# Information shown:
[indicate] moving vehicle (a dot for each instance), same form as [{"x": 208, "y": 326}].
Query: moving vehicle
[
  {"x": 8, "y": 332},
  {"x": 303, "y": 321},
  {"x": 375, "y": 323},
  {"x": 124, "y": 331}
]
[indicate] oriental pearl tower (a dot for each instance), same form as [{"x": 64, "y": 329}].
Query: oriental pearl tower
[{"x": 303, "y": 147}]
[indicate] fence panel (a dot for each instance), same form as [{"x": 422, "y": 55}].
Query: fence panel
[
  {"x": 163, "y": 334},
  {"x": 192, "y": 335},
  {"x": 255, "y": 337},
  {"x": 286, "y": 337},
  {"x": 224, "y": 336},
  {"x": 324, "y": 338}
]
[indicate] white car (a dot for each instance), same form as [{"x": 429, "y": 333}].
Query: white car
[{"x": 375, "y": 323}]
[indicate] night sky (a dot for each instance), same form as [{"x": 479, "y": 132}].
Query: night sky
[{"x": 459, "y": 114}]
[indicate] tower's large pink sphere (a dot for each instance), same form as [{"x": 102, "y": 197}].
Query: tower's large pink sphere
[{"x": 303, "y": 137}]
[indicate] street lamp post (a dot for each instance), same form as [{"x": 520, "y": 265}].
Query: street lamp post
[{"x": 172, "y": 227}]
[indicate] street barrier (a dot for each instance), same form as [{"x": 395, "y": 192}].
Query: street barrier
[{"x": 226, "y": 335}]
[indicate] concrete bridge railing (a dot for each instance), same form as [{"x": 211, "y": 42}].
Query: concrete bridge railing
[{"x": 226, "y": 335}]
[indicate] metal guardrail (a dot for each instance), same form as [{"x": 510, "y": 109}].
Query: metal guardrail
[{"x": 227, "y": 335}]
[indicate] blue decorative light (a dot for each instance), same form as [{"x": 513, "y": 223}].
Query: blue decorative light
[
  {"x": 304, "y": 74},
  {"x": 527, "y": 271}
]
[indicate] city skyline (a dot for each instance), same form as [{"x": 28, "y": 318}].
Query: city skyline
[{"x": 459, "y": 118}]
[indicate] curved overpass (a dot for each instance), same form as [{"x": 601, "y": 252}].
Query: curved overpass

# Aim:
Copy every entry above verbatim, from the first line to the last.

# Task result:
[indicate] moving vehicle (a dot for each instance), same form as [{"x": 208, "y": 326}].
Query: moving vehicle
[
  {"x": 8, "y": 332},
  {"x": 303, "y": 321},
  {"x": 375, "y": 323},
  {"x": 124, "y": 331}
]
[indicate] oriental pearl tower (a dot for each instance), same form as [{"x": 64, "y": 329}].
Query: oriental pearl tower
[{"x": 303, "y": 147}]
[indicate] fence panel (a dot for each instance), same form as [{"x": 422, "y": 55}].
Query: fence panel
[
  {"x": 163, "y": 334},
  {"x": 192, "y": 335},
  {"x": 255, "y": 337},
  {"x": 286, "y": 337},
  {"x": 224, "y": 336},
  {"x": 324, "y": 338}
]
[indicate] white car (a dot for each instance), same form as [{"x": 429, "y": 333}].
Query: white car
[{"x": 375, "y": 323}]
[indicate] night sky (a dot for each instance), same form as [{"x": 479, "y": 132}].
Query: night sky
[{"x": 459, "y": 114}]
[indicate] tower's large pink sphere (a dot for each instance), same form as [{"x": 102, "y": 197}].
Query: tower's large pink sphere
[{"x": 303, "y": 137}]
[indicate] street lamp post (a dot for each instance), same form as [{"x": 520, "y": 265}].
Query: street lamp post
[{"x": 172, "y": 227}]
[indicate] street barrier (a dot for each instance), same form as [{"x": 395, "y": 192}].
Query: street barrier
[{"x": 226, "y": 335}]
[indicate] concrete bridge railing (a dot for each instance), same form as [{"x": 211, "y": 42}].
Query: concrete bridge railing
[{"x": 226, "y": 335}]
[indicate] metal guardrail (a dot for each instance), same form as [{"x": 510, "y": 109}].
Query: metal guardrail
[{"x": 227, "y": 335}]
[indicate] blue decorative light (a dot for each instance), same form as [{"x": 513, "y": 223}].
Query: blue decorative light
[
  {"x": 304, "y": 74},
  {"x": 527, "y": 271}
]
[indicate] city skyline (a dot for each instance), same form as [{"x": 28, "y": 318}].
Query: city skyline
[{"x": 459, "y": 118}]
[indicate] curved overpass (a dot for each instance), same form as [{"x": 601, "y": 252}].
Query: curved overpass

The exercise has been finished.